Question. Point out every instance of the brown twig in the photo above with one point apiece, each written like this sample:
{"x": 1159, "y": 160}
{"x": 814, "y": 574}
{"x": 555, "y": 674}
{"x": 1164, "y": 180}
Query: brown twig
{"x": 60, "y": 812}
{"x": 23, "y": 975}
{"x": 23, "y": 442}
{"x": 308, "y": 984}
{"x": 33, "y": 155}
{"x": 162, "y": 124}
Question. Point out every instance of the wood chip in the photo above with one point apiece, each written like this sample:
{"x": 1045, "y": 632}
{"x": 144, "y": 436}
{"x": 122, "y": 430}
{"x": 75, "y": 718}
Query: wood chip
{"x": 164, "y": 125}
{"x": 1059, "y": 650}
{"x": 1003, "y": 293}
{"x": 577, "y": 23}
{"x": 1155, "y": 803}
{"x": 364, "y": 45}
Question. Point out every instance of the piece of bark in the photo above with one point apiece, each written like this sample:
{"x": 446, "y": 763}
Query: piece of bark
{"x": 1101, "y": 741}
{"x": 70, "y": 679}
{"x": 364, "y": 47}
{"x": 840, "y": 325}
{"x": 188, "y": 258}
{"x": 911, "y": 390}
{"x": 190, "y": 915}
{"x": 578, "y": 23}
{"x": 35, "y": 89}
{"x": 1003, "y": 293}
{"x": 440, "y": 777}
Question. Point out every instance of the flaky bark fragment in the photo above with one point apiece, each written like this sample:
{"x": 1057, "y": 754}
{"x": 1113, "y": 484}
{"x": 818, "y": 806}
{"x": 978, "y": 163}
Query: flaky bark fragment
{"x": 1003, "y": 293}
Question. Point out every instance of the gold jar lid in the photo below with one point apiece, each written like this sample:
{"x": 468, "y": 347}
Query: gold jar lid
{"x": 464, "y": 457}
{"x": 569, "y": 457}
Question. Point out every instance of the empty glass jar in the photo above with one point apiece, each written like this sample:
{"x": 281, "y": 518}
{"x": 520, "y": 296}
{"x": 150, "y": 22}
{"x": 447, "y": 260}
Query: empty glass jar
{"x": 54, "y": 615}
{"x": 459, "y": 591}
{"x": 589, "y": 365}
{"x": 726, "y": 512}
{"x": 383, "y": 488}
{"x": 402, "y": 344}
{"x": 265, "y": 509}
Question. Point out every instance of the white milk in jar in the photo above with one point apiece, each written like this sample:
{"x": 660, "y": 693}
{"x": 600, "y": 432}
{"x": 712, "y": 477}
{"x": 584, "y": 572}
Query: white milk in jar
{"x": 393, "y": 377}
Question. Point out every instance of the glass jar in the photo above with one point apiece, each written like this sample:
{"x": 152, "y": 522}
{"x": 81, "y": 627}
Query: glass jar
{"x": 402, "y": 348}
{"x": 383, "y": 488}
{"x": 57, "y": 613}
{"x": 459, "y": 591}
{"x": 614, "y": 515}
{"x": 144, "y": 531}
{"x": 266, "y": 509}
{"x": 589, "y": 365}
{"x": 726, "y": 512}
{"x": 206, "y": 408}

**Task prompt**
In the entries above, find the line containing "Question. Point out every instance of the gold". Set down that line and every line after it through the last one, exactly and alone.

**Solution**
Question. Point out every instance of the gold jar lid in the photo below with one point apiece, each written like this sample:
{"x": 468, "y": 347}
Query: gold jar lid
{"x": 464, "y": 457}
{"x": 569, "y": 457}
Question. Point out every instance of the empty glass jar in the photo above with one point apiece, each written like this sample:
{"x": 281, "y": 518}
{"x": 520, "y": 296}
{"x": 150, "y": 22}
{"x": 447, "y": 260}
Query: empty glass jar
{"x": 54, "y": 615}
{"x": 459, "y": 591}
{"x": 589, "y": 365}
{"x": 726, "y": 512}
{"x": 383, "y": 488}
{"x": 402, "y": 344}
{"x": 265, "y": 509}
Question. Point out every instance of the white milk in jar in the photo above with one point apiece, each written like this sample:
{"x": 660, "y": 693}
{"x": 600, "y": 432}
{"x": 712, "y": 477}
{"x": 584, "y": 572}
Query: white milk in jar
{"x": 393, "y": 377}
Question. Point out every instance of the glass jar in the photo above with one point apiece, each written like this sample:
{"x": 152, "y": 522}
{"x": 81, "y": 627}
Query: glass jar
{"x": 402, "y": 348}
{"x": 383, "y": 488}
{"x": 57, "y": 613}
{"x": 459, "y": 591}
{"x": 614, "y": 515}
{"x": 144, "y": 531}
{"x": 266, "y": 509}
{"x": 589, "y": 365}
{"x": 726, "y": 512}
{"x": 206, "y": 408}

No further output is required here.